* EXERCISE *
Please render the material as a Markdown table with the columns Row and Text, starting at its first line and stopping after the line that contains "xmin=0 ymin=156 xmax=450 ymax=300". Put a running number under Row and each line under Text, leaving out blank lines.

.....

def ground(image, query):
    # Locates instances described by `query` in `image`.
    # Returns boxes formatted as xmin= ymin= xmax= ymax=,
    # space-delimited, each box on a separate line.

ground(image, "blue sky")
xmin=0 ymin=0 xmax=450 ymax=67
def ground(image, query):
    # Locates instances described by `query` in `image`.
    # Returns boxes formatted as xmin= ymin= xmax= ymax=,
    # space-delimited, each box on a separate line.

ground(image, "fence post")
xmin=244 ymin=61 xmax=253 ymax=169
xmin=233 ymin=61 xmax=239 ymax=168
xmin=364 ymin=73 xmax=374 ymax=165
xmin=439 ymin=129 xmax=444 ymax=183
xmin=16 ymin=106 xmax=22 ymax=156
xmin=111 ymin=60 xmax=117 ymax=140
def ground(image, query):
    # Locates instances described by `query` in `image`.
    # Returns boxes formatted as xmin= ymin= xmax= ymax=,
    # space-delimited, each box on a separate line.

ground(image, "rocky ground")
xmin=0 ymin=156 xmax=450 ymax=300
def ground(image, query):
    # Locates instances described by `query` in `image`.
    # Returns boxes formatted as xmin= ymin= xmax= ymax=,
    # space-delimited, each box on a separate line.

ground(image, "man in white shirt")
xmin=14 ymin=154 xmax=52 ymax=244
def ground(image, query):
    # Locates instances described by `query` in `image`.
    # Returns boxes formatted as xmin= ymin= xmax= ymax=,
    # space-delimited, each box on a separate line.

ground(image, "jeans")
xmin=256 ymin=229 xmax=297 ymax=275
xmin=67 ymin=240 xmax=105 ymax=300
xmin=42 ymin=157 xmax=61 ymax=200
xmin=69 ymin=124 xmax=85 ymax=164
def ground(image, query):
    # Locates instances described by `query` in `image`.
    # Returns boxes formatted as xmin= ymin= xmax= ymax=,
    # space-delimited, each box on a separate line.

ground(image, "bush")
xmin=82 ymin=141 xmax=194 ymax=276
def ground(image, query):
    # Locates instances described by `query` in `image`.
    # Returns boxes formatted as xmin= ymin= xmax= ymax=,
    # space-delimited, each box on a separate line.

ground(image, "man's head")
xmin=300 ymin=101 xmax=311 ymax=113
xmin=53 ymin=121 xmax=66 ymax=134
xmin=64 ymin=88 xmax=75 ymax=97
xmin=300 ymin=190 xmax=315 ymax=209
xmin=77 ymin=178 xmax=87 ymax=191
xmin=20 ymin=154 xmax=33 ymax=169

.....

* COMPLETE RESPONSE *
| Row | Text |
|---|---|
| 1 | def ground(image, query): |
| 2 |     # Locates instances described by `query` in `image`. |
| 3 |     # Returns boxes formatted as xmin= ymin= xmax= ymax=, |
| 4 |     # space-delimited, each box on a separate line. |
| 5 | ground(image, "blue sky") |
| 6 | xmin=0 ymin=0 xmax=450 ymax=67 |
| 7 | def ground(image, query): |
| 8 |     # Locates instances described by `query` in `image`. |
| 9 |     # Returns boxes formatted as xmin= ymin= xmax= ymax=, |
| 10 |     # space-delimited, each box on a separate line. |
| 11 | ground(image, "fence post") |
| 12 | xmin=244 ymin=61 xmax=253 ymax=169 |
| 13 | xmin=233 ymin=61 xmax=239 ymax=168 |
| 14 | xmin=364 ymin=73 xmax=374 ymax=165 |
| 15 | xmin=439 ymin=129 xmax=444 ymax=183 |
| 16 | xmin=16 ymin=106 xmax=22 ymax=156 |
| 17 | xmin=111 ymin=60 xmax=117 ymax=140 |
| 18 | def ground(image, query): |
| 19 |     # Locates instances described by `query` in `image`. |
| 20 |     # Returns boxes formatted as xmin= ymin= xmax= ymax=, |
| 21 |     # space-delimited, each box on a separate line. |
| 22 | ground(image, "rocky ground") |
| 23 | xmin=0 ymin=156 xmax=450 ymax=300 |